--- Begin SELECTED PASSAGE ---
Originalist Roots of Substantive Due Process
BYU Clark Memorandum, Fall 2009
8 Pages Posted: 3 Jul 2009 Last revised: 9 Jun 2015
Date Written: July 2, 2009
The notion of “substantive” due process originated in Sir Edward Coke’s notion of a “higher-law” constitutionalism that understood natural and customary rights as limits on crown prerogatives and perhaps even parliamentary lawmaking. The American colonies adopted higher-law constitutionalism in their revolutionary struggle, carried it with them through independence and constitutional ratification, and constitutionalized it in the Fifth Amendment Due Process Clause.
--- End SELECTED PASSAGE ---
--- Begin RECORDED DATA ---
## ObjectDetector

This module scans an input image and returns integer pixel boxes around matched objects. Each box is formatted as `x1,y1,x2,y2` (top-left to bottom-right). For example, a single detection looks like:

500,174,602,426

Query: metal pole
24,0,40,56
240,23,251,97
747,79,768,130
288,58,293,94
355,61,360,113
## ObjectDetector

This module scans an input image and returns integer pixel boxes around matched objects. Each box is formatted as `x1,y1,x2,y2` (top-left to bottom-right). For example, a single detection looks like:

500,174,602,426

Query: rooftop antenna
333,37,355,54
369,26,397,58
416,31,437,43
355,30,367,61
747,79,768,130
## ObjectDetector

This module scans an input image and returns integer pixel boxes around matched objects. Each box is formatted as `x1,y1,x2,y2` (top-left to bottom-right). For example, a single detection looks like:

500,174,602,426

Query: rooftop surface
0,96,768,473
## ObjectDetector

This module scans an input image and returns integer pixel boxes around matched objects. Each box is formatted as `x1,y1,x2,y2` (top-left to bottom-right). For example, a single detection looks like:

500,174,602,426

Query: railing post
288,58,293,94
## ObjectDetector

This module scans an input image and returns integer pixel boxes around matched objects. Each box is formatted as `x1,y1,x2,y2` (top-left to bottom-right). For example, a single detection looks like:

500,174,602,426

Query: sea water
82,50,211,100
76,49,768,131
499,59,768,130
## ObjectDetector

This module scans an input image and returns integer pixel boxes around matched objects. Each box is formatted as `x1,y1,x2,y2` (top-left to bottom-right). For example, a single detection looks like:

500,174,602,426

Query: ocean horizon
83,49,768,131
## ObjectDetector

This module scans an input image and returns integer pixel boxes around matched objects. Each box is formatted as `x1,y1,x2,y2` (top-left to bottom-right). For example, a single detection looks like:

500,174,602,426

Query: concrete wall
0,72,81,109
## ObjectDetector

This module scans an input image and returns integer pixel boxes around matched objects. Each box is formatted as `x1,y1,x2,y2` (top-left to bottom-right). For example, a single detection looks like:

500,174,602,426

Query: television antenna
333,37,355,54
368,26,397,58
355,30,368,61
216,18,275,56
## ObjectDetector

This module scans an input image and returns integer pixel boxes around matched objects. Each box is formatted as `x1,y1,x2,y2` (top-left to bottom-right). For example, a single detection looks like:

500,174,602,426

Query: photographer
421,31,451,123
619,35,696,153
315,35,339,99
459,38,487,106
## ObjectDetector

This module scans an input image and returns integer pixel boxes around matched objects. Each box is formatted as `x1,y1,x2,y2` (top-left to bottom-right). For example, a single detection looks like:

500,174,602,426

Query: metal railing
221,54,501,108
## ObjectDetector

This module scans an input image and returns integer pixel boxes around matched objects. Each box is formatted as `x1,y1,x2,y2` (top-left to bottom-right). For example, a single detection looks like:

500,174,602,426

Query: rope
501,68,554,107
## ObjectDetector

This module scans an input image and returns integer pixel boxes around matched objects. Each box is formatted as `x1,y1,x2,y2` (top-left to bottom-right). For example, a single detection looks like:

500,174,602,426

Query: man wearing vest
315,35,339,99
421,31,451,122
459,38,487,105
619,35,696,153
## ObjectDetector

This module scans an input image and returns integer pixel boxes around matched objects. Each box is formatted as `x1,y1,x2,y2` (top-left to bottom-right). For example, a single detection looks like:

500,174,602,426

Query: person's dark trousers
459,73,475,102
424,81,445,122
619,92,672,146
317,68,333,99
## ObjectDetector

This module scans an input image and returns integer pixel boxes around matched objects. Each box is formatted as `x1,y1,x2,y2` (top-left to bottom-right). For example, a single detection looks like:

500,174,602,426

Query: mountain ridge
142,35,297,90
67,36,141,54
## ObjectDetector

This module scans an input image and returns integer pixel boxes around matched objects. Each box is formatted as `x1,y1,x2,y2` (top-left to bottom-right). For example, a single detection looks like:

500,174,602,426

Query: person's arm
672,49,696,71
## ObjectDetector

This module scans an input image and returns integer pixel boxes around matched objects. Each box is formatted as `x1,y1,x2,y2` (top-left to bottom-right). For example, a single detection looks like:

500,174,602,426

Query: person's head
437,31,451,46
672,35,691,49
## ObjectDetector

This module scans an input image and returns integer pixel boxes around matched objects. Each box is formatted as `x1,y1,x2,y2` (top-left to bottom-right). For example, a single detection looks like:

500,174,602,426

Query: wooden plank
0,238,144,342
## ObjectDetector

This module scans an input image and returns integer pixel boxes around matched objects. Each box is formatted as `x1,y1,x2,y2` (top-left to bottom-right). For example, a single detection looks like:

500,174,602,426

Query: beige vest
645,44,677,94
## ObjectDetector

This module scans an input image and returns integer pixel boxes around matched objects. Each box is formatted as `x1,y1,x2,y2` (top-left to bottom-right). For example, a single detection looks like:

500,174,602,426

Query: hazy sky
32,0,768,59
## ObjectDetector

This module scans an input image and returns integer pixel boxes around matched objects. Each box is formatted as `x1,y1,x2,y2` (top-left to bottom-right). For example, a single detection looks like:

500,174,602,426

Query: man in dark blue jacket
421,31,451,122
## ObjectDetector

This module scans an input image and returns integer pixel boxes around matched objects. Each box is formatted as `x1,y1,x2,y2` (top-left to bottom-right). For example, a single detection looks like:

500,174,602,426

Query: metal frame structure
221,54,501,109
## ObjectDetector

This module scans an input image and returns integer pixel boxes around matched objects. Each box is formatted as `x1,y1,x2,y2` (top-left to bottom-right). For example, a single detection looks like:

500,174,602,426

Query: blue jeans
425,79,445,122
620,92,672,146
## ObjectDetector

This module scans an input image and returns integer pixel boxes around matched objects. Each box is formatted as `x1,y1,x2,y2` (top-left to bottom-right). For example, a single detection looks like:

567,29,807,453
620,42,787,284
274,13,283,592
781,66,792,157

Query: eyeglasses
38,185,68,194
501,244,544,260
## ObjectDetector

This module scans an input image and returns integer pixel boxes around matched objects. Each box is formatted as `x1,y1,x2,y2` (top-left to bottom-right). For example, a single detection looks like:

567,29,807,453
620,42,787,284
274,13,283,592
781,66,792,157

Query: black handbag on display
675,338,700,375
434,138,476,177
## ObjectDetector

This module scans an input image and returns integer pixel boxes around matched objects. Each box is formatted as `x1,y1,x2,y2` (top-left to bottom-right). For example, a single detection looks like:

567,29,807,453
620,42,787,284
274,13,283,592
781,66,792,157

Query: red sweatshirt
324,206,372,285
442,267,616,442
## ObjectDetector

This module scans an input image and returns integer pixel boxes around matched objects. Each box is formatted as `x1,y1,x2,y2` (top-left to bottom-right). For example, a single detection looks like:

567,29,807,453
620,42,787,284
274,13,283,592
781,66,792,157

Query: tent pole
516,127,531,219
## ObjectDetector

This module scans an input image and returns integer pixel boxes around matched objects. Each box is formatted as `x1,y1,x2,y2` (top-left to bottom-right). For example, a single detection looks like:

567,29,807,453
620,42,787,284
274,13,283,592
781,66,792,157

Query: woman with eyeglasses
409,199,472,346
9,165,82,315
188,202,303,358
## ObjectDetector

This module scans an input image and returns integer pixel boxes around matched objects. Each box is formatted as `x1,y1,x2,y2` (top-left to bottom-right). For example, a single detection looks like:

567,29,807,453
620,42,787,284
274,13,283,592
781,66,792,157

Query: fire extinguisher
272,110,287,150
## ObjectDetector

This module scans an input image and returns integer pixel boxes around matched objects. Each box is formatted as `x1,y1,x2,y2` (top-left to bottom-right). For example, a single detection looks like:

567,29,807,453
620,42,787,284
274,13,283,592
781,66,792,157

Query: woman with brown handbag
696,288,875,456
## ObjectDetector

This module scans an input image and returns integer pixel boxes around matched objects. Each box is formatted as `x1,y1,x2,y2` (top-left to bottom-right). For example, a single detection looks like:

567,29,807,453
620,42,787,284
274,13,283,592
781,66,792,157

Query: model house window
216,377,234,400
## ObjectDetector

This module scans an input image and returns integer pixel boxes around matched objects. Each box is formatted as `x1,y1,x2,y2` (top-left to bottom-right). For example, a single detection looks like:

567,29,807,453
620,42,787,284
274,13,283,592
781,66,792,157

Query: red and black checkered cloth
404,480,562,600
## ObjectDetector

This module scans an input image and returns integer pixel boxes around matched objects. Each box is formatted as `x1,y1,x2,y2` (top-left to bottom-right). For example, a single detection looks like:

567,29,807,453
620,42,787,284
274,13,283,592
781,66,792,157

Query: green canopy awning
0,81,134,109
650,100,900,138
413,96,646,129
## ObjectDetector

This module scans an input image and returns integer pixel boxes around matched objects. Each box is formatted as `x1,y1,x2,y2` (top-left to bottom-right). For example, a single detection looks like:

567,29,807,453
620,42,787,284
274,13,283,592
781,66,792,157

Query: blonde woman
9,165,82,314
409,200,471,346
--- End RECORDED DATA ---
(PROBLEMS TO SOLVE)
**A)** In the abstract on substantive due process, into which constitutional provision were the American colonies' higher-law ideas ultimately written?
**B)** For each statement, decide whether the abstract on substantive due process agrees with it, and support each yes or no with the deciding words from that abstract. (i) The notion of substantive due process is traced to an idea of Sir Edward Coke. (ii) The American colonies set higher-law constitutionalism aside once they gained independence. (iii) Natural and customary rights were understood as limits on crown prerogatives.
**C)** Write a further passage for the abstract on substantive due process, beginning after its final sentence.

(TASK ANSWERS)
**A)** The Fifth Amendment Due Process Clause.

**B)**
(i) Yes: "originated in Sir Edward Coke’s notion of a “higher-law” constitutionalism"
(ii) No: "carried it with them through independence and constitutional ratification"
(iii) Yes: "understood natural and customary rights as limits on crown prerogatives"

**C)**
Substantive due process of law is made textually consistent with the Fifth Amendment Due Process Clause by the normative definition of “law” inherited from the classical natural law tradition, which maintained that an unjust law was not really a law. Deprivations of life, liberty, or property effected on the authority of unjust legislative acts did not comply with the law of the land or the due process of law, because regardless of the process such acts afforded, the deprivations they imposed were not accomplished by a true “law.” The classical understanding of law and the substantive understanding of the due process of law that it underwrote are evident in legal dictionaries and in judicial decisions and arguments of counsel during the years immediately before and after ratification of the Bill of Rights in 1791. On balance, these authorities show that one widely held public understanding of the Fifth Amendment Due Process Clause in the late eighteenth century included judicial protection of unenumerated substantive rights against congressional encroachment.
Prepared for the BYU Law School alumni magazine, this short essay summarizes my detailed defense of this thesis in “An Originalist Defense of Substantive Due Process,” 58 Emory Law Journal 586 (2009).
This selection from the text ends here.